## PROBLEM DETAILS
Your task is to print each record exactly as it reads.

[Opening DATASET ENTRIES section]

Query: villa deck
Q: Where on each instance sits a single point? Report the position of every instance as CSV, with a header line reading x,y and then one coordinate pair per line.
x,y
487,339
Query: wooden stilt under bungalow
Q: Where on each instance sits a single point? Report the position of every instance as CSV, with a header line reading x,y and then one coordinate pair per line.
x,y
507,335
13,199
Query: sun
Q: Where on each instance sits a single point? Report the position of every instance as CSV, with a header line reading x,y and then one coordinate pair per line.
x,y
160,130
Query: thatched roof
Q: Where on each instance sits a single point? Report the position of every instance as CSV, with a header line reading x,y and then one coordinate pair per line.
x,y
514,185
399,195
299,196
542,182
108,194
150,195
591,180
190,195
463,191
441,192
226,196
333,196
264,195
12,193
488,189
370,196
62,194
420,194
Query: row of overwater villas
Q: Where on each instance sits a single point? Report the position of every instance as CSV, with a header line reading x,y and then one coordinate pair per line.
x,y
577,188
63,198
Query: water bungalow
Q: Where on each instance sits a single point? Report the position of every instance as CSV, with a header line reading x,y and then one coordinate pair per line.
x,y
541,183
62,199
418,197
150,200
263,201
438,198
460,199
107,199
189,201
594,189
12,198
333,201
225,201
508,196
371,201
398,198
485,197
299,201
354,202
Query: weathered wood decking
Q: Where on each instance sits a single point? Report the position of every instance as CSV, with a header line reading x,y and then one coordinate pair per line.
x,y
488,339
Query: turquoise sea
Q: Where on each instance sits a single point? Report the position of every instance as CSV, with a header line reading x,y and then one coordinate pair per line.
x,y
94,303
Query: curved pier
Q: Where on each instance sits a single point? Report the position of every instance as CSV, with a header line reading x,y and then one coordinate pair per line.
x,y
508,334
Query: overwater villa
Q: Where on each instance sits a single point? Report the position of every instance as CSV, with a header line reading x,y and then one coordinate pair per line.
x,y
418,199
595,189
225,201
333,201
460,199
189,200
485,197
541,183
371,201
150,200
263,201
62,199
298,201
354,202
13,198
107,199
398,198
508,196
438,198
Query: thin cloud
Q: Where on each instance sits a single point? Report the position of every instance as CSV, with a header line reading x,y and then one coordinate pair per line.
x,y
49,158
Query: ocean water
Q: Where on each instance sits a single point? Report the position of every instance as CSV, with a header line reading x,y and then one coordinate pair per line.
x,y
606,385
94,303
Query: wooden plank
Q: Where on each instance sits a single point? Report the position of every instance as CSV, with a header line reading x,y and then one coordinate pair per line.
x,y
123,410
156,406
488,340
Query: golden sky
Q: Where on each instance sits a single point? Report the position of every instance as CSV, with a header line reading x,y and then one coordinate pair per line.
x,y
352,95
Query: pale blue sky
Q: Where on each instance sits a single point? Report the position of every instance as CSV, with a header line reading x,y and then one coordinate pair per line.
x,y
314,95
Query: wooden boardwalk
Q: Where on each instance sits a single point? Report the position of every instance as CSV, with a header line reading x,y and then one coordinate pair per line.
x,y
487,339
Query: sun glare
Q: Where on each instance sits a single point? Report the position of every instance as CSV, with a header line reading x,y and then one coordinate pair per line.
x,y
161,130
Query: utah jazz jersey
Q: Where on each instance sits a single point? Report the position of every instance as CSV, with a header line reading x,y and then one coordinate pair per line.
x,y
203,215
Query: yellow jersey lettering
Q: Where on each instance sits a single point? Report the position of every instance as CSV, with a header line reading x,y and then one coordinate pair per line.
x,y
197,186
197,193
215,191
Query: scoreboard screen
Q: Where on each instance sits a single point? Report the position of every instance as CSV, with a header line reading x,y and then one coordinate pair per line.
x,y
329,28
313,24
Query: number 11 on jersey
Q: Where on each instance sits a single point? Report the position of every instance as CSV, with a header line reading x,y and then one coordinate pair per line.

[Closing DATASET ENTRIES section]

## TASK ANSWER
Query: villa deck
Q: Where on each instance sits a single point? Report the position of every instance as CSV, with a header line reading x,y and then one coordinate pair per line.
x,y
487,339
Query: wooden stilt under bungalow
Q: Where on each instance sits a single point? Report the position of every instance as CSV, with a header line reading x,y and then one coordinate pair per line.
x,y
507,335
13,199
Query: sun
Q: Where on each instance sits a single point? Report the position of every instance as CSV, with a header line reading x,y and then one coordinate pair per line.
x,y
160,130
Query: thatched roof
Q: Where on each instance sits a single point? Report the position of every instance as CSV, with a header line reading x,y and then one coordinate pair per line.
x,y
514,185
399,195
299,196
542,182
108,194
150,195
591,180
190,195
463,191
441,192
226,196
333,196
264,195
12,193
488,189
370,196
62,194
420,194
Query: row of overwater villas
Q: Where on each instance sits a single point? Report the position of every instance as CSV, with a header line reading x,y and then one coordinate pair per line.
x,y
577,188
63,198
Query: water bungalow
Q: Where on each instance sits a single point? Report the position of every instance as CSV, with a header line reading x,y and then one coordinate pair per line.
x,y
541,183
62,199
418,197
150,200
263,201
438,198
460,199
107,199
189,201
594,189
12,198
333,201
225,201
508,196
371,201
398,198
485,197
299,201
354,202
Query: weathered wood decking
Q: Where on each instance sits a single point? Report the position of every instance as CSV, with a header line reading x,y and then one coordinate pair per line.
x,y
488,339
Query: turquoise sea
Q: Where on each instance sits a single point? Report the position of every instance as CSV, with a header line reading x,y and then one coordinate pair per line.
x,y
94,303
Query: curved pier
Q: Where on each instance sits a single point? Report the position of every instance as CSV, with a header line reading x,y and then one coordinate pair per line.
x,y
508,334
Query: overwater villa
Q: Where on each instance sits a single point? Report the position of every instance as CSV, with a header line reading x,y and then one coordinate pair per line.
x,y
418,199
595,189
225,201
333,201
460,199
189,200
485,197
541,183
371,201
150,200
263,201
62,199
298,201
354,202
13,198
107,199
398,198
508,196
438,198
Query: thin cloud
Q: Where on each instance sits a single point? Report the position of every instance as CSV, with a header line reading x,y and then one coordinate pair per line.
x,y
49,158
Query: ocean water
Q: Where on each instance sits a single point? Report the position of every instance as CSV, with a header line reading x,y and then one coordinate pair per line.
x,y
606,385
94,303
Query: wooden plank
Q: Where on each instance sits a single point? Report the position of every instance as CSV, with a header line reading x,y and then one coordinate pair per line.
x,y
123,410
156,406
488,340
Query: golden sky
Q: Where on each instance sits a single point? Report the position of every instance as CSV, with a header line reading x,y and then one coordinate pair per line.
x,y
352,95
Query: pale blue sky
Q: Where on each instance sits a single point? Report the position of every instance as CSV, with a header line reading x,y and then one coordinate pair per line.
x,y
314,95
Query: wooden boardwalk
Q: Where on each instance sits a single point? Report the position of every instance as CSV, with a header line reading x,y and then one coordinate pair per line.
x,y
487,339
Query: sun glare
Q: Where on each instance sits a single point? Report the position of every instance as CSV, with a header line reading x,y and then one coordinate pair per line.
x,y
161,130
Query: utah jazz jersey
Q: Where on each instance sits a single point? Report the position of every instance as CSV, with a header line reading x,y and then one coordinate pair per line.
x,y
203,215
Query: yellow jersey lettering
Q: Where on each instance sits a single point? Report the position of every instance as CSV, with a header line reading x,y and then one coordinate pair per line.
x,y
197,186
197,193
215,191
Query: scoreboard screen
Q: Where on each instance sits a single point? Report the position of every instance as CSV, with a header line reading x,y and then one coordinate pair per line.
x,y
329,28
313,24
Query: number 11 on jersey
Q: Where on each instance sits a single point? Report the position of every instance as CSV, with a header line reading x,y and then one coordinate pair per line.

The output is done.